• _Dataset_:
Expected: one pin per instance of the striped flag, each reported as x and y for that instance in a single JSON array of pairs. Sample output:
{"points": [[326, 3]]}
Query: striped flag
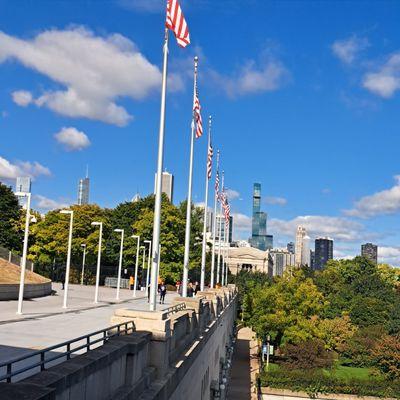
{"points": [[197, 114], [209, 160], [177, 23]]}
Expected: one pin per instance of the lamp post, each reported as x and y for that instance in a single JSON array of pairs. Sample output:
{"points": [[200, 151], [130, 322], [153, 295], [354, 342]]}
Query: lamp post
{"points": [[25, 250], [71, 216], [137, 263], [83, 262], [96, 293], [148, 265]]}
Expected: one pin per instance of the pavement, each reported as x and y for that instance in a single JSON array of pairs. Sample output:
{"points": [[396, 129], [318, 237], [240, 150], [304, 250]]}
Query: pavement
{"points": [[45, 323]]}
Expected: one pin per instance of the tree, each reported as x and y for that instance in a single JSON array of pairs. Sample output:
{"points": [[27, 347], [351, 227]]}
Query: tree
{"points": [[10, 236]]}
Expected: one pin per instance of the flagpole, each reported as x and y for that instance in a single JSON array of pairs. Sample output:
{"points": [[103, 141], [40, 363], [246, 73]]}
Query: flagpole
{"points": [[214, 229], [220, 234], [189, 198], [157, 203], [203, 253]]}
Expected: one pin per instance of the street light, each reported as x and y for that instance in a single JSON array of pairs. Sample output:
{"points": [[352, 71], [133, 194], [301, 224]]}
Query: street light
{"points": [[148, 265], [96, 293], [137, 262], [121, 231], [83, 262], [71, 214], [25, 250]]}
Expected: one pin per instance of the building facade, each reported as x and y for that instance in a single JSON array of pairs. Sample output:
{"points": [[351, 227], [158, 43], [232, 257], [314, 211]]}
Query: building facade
{"points": [[370, 251], [323, 252], [167, 184]]}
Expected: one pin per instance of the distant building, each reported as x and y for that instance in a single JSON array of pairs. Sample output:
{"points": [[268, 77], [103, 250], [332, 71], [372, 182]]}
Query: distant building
{"points": [[167, 185], [370, 251], [259, 238], [323, 252]]}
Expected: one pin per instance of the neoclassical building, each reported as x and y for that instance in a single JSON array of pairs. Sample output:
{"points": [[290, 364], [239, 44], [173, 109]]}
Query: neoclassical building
{"points": [[249, 258]]}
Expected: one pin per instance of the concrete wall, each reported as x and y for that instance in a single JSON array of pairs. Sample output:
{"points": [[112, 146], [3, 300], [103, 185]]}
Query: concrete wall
{"points": [[174, 356], [31, 290]]}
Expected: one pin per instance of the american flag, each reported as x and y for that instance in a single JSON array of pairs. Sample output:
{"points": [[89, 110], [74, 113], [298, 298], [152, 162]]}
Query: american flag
{"points": [[209, 160], [177, 23], [197, 115]]}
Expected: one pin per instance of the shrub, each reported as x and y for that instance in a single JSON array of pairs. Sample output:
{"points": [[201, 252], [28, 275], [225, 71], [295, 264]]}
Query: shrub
{"points": [[310, 354]]}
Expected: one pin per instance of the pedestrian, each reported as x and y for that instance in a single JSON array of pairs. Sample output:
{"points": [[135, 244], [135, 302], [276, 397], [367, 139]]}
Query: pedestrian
{"points": [[163, 292]]}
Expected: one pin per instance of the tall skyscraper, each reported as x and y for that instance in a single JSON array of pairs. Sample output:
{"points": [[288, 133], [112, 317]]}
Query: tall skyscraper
{"points": [[259, 237], [323, 252], [167, 184], [83, 190], [370, 251]]}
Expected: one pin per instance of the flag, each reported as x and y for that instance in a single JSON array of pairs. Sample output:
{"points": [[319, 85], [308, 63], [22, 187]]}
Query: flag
{"points": [[197, 115], [177, 23], [209, 160]]}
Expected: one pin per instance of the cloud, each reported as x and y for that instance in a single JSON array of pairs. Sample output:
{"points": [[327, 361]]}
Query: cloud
{"points": [[72, 139], [280, 201], [46, 204], [338, 228], [94, 71], [348, 49], [385, 81], [21, 168], [380, 203], [232, 194], [22, 97]]}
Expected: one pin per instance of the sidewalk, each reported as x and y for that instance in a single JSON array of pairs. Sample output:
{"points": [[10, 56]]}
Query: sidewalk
{"points": [[244, 367]]}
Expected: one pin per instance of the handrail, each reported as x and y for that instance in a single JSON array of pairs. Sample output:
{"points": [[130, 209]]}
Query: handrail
{"points": [[107, 333]]}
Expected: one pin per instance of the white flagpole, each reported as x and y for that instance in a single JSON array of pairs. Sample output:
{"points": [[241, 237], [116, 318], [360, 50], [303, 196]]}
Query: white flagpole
{"points": [[189, 198], [220, 234], [203, 254], [214, 229], [157, 204]]}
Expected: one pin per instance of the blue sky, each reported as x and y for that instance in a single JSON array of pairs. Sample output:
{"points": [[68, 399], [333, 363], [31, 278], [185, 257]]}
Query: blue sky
{"points": [[304, 98]]}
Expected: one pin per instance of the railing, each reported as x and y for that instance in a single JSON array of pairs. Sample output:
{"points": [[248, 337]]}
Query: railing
{"points": [[174, 309], [89, 340]]}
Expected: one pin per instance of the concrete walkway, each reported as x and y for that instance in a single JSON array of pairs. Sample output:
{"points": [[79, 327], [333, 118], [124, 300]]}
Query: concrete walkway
{"points": [[244, 367]]}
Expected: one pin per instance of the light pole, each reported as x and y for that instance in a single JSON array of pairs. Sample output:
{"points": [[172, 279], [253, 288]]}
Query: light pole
{"points": [[137, 263], [83, 262], [121, 231], [25, 250], [71, 216], [148, 265], [96, 293]]}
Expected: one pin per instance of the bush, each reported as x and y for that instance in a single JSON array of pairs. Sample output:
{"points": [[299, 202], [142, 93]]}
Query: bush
{"points": [[310, 354]]}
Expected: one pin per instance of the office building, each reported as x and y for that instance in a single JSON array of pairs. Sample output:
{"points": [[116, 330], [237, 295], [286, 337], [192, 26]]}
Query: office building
{"points": [[323, 252], [370, 251], [259, 238], [167, 184]]}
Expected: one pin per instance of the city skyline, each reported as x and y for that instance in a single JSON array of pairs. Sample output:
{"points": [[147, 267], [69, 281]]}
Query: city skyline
{"points": [[335, 74]]}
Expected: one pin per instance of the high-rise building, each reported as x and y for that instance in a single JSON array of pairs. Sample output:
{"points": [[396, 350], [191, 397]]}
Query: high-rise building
{"points": [[167, 184], [323, 252], [259, 237], [301, 233], [370, 251]]}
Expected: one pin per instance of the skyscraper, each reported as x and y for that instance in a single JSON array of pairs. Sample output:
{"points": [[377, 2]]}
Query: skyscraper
{"points": [[323, 252], [259, 237], [370, 251], [167, 184]]}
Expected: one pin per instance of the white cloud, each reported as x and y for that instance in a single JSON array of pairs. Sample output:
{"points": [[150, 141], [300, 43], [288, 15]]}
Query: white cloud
{"points": [[10, 171], [72, 139], [386, 80], [380, 203], [22, 97], [280, 201], [46, 204], [348, 49], [95, 71], [338, 228]]}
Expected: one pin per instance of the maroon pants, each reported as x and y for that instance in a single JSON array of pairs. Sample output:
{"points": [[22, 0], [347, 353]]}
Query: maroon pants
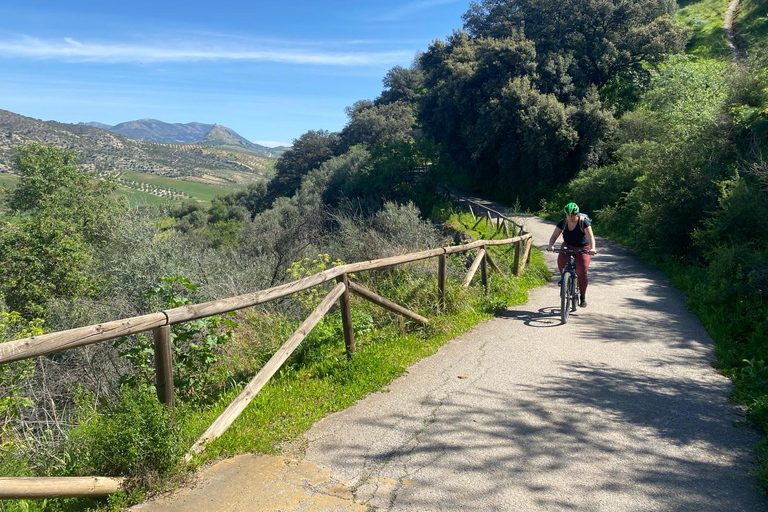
{"points": [[582, 264]]}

• _Exercise_: Restate the listing above word for word, and skip the pictures.

• _Correct response_:
Expected: one pin per instance of the striped flag, each reported as x and y for that instance in a single JSON array of pairs. Sample output:
{"points": [[326, 3]]}
Query: striped flag
{"points": [[197, 114], [209, 160], [177, 23]]}
Expected: one pin per instance of the lamp post, each reported as x and y for that instance in a single JSON array of pairs. Sample output:
{"points": [[200, 151], [130, 322], [153, 295], [354, 342]]}
Query: lamp post
{"points": [[25, 250], [71, 216], [137, 263], [83, 262], [96, 293], [148, 265]]}
Expected: one pin per instance of the pavement, each reported as x and y for that instance in a single JSON array of pairs. Sample output:
{"points": [[396, 129], [318, 237], [240, 150], [304, 250]]}
Query: pavement
{"points": [[45, 323]]}
Expected: one pin per instance of the tree, each reported as x and y for that instance in a single JSON array of pairs. Sample output:
{"points": [[27, 347], [351, 227]]}
Query: tree
{"points": [[10, 236]]}
Expected: one pin per instance of the flagpole, each reported as x and y for that instance in a single JSON array of pairs. Sample output:
{"points": [[103, 141], [40, 363], [246, 73]]}
Query: flagpole
{"points": [[214, 229], [220, 234], [189, 198], [157, 203], [203, 253]]}
Expected: one pin per instance of the street light, each reported as x and y for that instance in a single JSON array of pairs. Sample output:
{"points": [[352, 71], [133, 194], [301, 224]]}
Query: street light
{"points": [[148, 265], [96, 293], [137, 262], [121, 231], [83, 262], [71, 214], [25, 250]]}
Expected: one pin per instance of the building facade, each reported as x and y for that instance in a single JSON array of pairs. Sample output:
{"points": [[351, 227], [158, 43], [232, 257], [314, 211]]}
Query: building facade
{"points": [[370, 251], [323, 252], [167, 184]]}
Expected: one pin per instance of the distant building, each reported as x and y for that instance in a single JSON array of pairs. Sample output:
{"points": [[268, 77], [103, 250], [332, 71], [372, 182]]}
Query: distant building
{"points": [[167, 185], [370, 251], [259, 238], [323, 252]]}
Expected: one pin per instance of the neoclassical building, each reported as x and y for that instance in a single JSON array of pairs. Sample output:
{"points": [[290, 364], [239, 44], [173, 109]]}
Query: neoclassical building
{"points": [[249, 258]]}
Expected: one pin per instance of the concrete wall, each reported as x and y for that instance in a single JSON array of pairs. Sample output:
{"points": [[112, 146], [3, 300], [103, 185]]}
Query: concrete wall
{"points": [[174, 356], [31, 290]]}
Expected: one pin per instance of the american flag, each reported as x and y for that instance in a single JSON array of pairs. Sample output:
{"points": [[89, 110], [74, 113], [298, 298], [152, 162]]}
Query: american flag
{"points": [[209, 160], [177, 23], [197, 115]]}
Expected: one pin per instance of the shrub, each reported as x and y for that instance in a single JSON array of pairs. Sample output:
{"points": [[201, 252], [28, 275], [225, 71], [295, 264]]}
Query: shrub
{"points": [[310, 354]]}
Expected: one pin per instance of the pedestrian, each reported as x and y for that instance in a single JSON array of pairs. Sample output:
{"points": [[135, 244], [135, 302], [276, 397], [367, 139]]}
Query: pedestrian
{"points": [[163, 292]]}
Expected: one pin per instance of the tall skyscraper, each reported as x and y for that instance in a single JSON array of pairs. Sample output:
{"points": [[288, 133], [112, 317]]}
Query: tall skyscraper
{"points": [[259, 237], [323, 252], [167, 184], [83, 190], [370, 251]]}
Expected: one pin per instance of the flag, each reported as x and y for that instance in a single JSON array of pairs. Sample output:
{"points": [[319, 85], [308, 63], [22, 187]]}
Query: flag
{"points": [[197, 115], [177, 23], [209, 160]]}
Expected: one pin per instance of the cloud, each reported as x and y for that instance in a single JSON array of pairs. Sample output:
{"points": [[327, 361]]}
Query: cloud
{"points": [[72, 139], [280, 201], [46, 204], [338, 228], [94, 71], [348, 49], [385, 81], [21, 168], [380, 203], [232, 194], [22, 97]]}
Expected: one pin per instance of the sidewalk, each reported as x and y for that instance in a single JSON array of pairs. Sample output:
{"points": [[10, 56]]}
Query: sidewalk
{"points": [[244, 367]]}
Expected: one pin per instance of the handrail, each reported as x and y for that instance in a single JSON array of pairs. Sample output:
{"points": [[130, 209]]}
Query: handrail
{"points": [[107, 333]]}
Expected: one pin per instance of the white flagpole, each reported as x and y for that instance in a single JSON array of pairs. Sample output:
{"points": [[241, 237], [116, 318], [360, 50], [303, 196]]}
Query: white flagpole
{"points": [[189, 198], [220, 234], [203, 254], [214, 229], [157, 204]]}
Expected: one pin per instance of the blue sky, each reported as x and y for that instance in a single JSON array of pairs. Sample output:
{"points": [[68, 399], [333, 363], [31, 278], [185, 257]]}
Query: blue sky
{"points": [[304, 98]]}
Expected: one pin per instance of the railing, each reported as x and y for that instance in a single JSON array of pairs. Sample output:
{"points": [[248, 337]]}
Query: railing
{"points": [[174, 309], [89, 340]]}
Expected: one pin per instance of the concrete walkway, each reported as x and y for that instance in a single JSON array of pairs. Sample output:
{"points": [[79, 327], [333, 118], [124, 300]]}
Query: concrete walkway
{"points": [[244, 367]]}
Expected: one pin per instance of the light pole, each reported as x and y for that instance in a single JSON array of pairs. Sample output:
{"points": [[172, 279], [253, 288]]}
Query: light pole
{"points": [[137, 263], [83, 262], [121, 231], [25, 250], [71, 216], [148, 265], [96, 293]]}
Expected: one pin per instance of the bush, each reported as x and y for that instance in a single JSON array of pairs. Sample output:
{"points": [[299, 202], [142, 93]]}
Query: bush
{"points": [[310, 354]]}
Expected: one pin per instance of the office building, each reported as x and y for that instance in a single JSON array of pairs. Sample output:
{"points": [[116, 330], [237, 295], [286, 337], [192, 26]]}
Query: office building
{"points": [[323, 252], [370, 251], [259, 238], [167, 184]]}
Expected: one pin per instance of the city skyline, each reported as x and y for that instance in a single JSON array of pairs. Sample output:
{"points": [[147, 267], [69, 281]]}
Query: city skyline
{"points": [[335, 74]]}
Expected: one pin per instance of the high-rise building, each reported as x and y for that instance in a single JSON array of pairs. Sample output:
{"points": [[396, 350], [191, 397]]}
Query: high-rise building
{"points": [[167, 184], [323, 252], [259, 237], [301, 233], [370, 251]]}
Expected: one pin per instance of the skyscraper, each reported as x and y for that instance in a single JSON array of pairs. Sample output:
{"points": [[377, 2]]}
Query: skyscraper
{"points": [[323, 252], [259, 237], [370, 251], [167, 184]]}
Expected: one pin per instance of the white cloud, each reported as x and y for that instance in a single JSON array of pairs. Sample output:
{"points": [[150, 141], [300, 43], [288, 15]]}
Query: white cloud
{"points": [[10, 171], [72, 139], [386, 80], [380, 203], [22, 97], [280, 201], [46, 204], [348, 49], [95, 71], [338, 228]]}
Expected: one pin per instance of the maroon pants, each reported as x and y for that instance in a single JSON array of pairs. Sample output:
{"points": [[22, 0], [347, 353]]}
Query: maroon pants
{"points": [[582, 264]]}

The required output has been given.